**Input for this task**
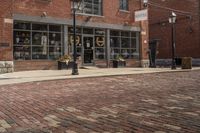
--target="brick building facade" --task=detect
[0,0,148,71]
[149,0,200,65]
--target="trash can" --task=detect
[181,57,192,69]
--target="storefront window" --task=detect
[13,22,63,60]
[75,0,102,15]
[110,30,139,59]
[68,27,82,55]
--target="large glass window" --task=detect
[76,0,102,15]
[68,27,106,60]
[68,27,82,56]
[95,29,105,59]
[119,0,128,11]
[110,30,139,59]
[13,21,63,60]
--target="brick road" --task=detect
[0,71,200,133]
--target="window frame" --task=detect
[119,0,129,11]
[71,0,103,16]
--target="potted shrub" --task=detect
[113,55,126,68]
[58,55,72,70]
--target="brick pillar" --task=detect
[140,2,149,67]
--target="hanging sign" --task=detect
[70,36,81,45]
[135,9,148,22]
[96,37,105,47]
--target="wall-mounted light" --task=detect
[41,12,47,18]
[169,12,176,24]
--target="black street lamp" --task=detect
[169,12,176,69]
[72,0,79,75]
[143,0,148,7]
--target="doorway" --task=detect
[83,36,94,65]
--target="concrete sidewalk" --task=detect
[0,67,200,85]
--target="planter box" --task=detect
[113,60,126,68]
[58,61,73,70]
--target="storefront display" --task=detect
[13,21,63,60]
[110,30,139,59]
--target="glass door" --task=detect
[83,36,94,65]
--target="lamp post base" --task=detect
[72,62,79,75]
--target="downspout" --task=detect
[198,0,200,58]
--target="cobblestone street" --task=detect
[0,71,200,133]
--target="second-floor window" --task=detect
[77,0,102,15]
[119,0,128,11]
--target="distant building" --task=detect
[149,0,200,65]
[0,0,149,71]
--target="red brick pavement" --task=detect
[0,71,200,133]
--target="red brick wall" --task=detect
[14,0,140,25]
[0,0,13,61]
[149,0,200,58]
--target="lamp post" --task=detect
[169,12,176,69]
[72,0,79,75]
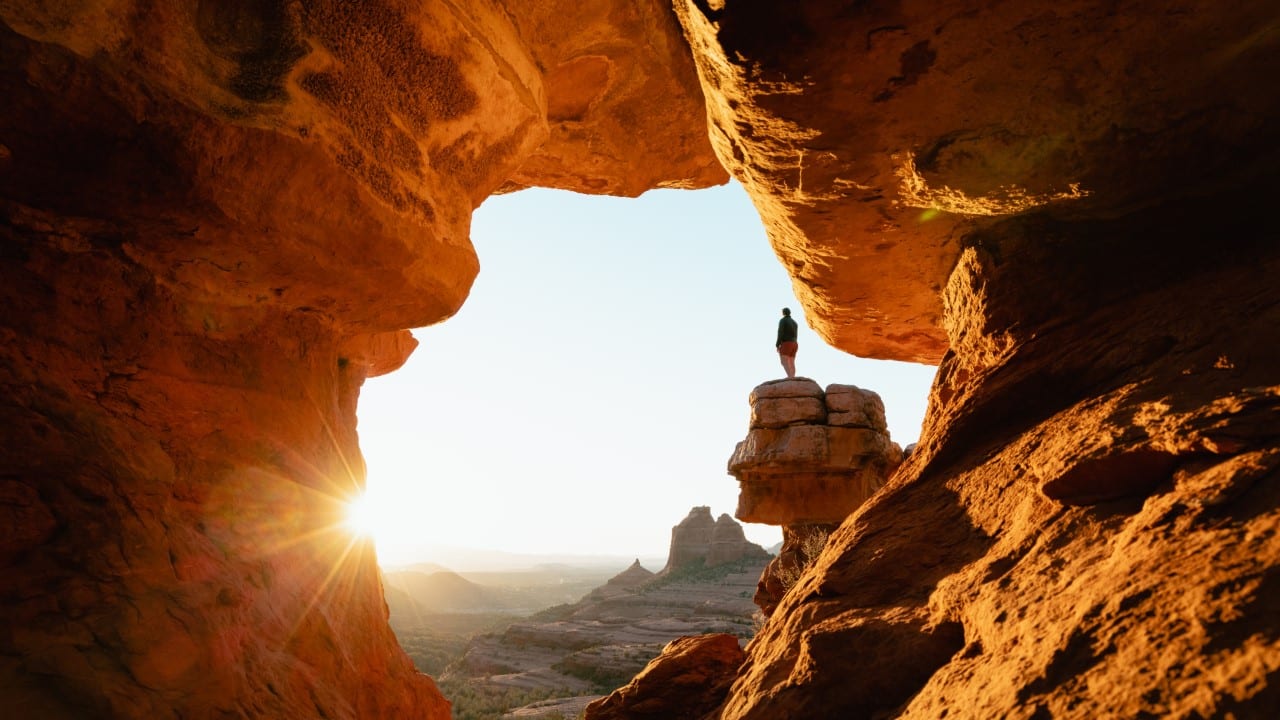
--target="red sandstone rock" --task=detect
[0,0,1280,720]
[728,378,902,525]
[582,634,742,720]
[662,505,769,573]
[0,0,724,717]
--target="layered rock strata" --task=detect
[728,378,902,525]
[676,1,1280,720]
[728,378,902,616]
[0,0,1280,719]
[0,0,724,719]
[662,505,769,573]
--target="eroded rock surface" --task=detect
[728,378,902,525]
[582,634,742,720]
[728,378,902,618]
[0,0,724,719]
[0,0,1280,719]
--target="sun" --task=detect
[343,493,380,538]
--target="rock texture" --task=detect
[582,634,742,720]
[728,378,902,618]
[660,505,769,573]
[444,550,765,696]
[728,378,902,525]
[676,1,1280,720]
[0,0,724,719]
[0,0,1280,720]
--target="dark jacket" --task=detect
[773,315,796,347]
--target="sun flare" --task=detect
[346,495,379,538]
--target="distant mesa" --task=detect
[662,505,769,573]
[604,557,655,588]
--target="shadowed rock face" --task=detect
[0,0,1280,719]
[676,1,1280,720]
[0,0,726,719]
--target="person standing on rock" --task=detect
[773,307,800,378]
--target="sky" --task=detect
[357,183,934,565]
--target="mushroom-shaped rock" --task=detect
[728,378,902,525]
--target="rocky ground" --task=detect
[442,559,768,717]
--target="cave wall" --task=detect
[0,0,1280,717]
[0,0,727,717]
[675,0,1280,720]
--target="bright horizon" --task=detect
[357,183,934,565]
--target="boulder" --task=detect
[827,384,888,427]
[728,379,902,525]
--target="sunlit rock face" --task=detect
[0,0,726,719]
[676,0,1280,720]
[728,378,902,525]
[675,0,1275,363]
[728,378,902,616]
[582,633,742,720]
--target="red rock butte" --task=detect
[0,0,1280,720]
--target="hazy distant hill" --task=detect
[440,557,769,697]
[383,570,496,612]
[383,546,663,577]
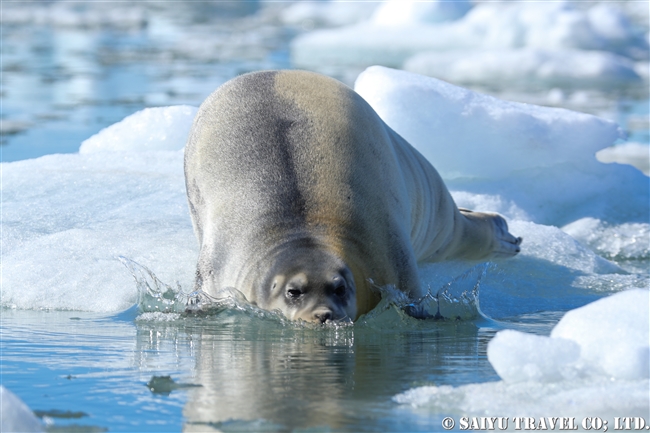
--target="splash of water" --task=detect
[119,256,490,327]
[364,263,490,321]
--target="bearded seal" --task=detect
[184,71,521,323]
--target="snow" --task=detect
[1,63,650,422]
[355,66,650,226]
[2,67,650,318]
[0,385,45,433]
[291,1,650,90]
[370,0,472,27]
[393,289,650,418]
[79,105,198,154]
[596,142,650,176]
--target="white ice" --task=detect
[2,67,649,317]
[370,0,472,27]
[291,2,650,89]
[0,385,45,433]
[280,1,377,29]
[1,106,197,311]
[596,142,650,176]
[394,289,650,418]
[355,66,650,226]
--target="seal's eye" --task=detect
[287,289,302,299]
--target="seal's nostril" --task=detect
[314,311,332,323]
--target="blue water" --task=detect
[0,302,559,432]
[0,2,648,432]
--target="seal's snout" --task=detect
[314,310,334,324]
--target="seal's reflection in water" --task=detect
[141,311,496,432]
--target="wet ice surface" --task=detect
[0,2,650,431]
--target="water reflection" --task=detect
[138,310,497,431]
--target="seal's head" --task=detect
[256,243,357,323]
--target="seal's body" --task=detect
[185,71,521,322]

**Given exercise**
Which lines of the items above contain the string "window", with case counting? Report every such line in full.

**Solution for this task**
--target="storefront window" --task=detect
--target="large glass window" --task=detect
--target="window frame" --task=detect
--target="second-floor window" --task=detect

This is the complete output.